> _YOUR INSTRUCTIONS_
Transcribe the entries character for character, starting with their first line and going on through the line containing "243, 640, 297]]", both ends included. Omit the pictures from your transcription.

Annotated coordinate records

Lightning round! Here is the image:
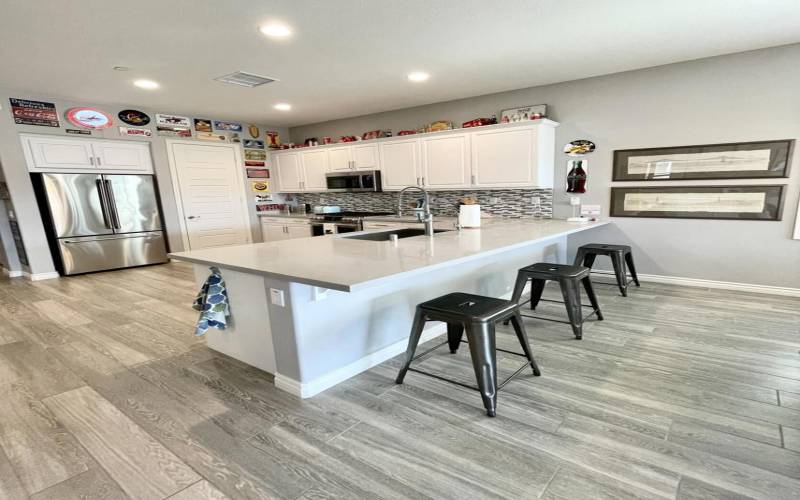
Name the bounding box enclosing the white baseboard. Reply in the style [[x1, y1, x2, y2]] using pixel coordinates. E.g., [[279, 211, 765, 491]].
[[275, 323, 447, 398], [592, 271, 800, 297], [3, 267, 22, 278], [22, 271, 61, 281]]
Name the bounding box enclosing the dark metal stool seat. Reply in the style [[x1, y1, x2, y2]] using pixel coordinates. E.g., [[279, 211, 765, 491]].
[[511, 262, 603, 340], [395, 292, 541, 417], [575, 243, 640, 297]]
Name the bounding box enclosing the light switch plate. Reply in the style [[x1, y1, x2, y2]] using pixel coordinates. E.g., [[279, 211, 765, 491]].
[[269, 288, 286, 307]]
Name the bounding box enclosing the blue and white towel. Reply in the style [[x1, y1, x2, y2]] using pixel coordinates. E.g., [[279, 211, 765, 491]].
[[192, 267, 231, 337]]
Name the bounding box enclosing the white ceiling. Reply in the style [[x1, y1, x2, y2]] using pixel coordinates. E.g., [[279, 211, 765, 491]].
[[0, 0, 800, 126]]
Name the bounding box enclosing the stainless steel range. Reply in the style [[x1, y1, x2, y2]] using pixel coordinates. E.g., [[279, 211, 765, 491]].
[[309, 211, 394, 236]]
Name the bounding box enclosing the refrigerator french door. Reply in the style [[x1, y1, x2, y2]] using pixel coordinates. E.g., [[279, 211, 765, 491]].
[[39, 174, 167, 275]]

> _THE ANSWER_
Lightning round! Here is the image:
Name the bounding box enclosing the white baseboard. Reply in the style [[x1, y1, x2, y2]] using pixel coordinates. E.g., [[279, 211, 765, 491]].
[[275, 323, 447, 398], [592, 271, 800, 297], [3, 267, 22, 278], [22, 271, 61, 281]]
Name the bounding box enclosing the dark metal stool seat. Reply in the style [[x1, y1, x2, y2]] using pixel coordinates. E.g., [[279, 211, 765, 491]].
[[511, 262, 603, 340], [395, 292, 541, 417], [575, 243, 640, 297]]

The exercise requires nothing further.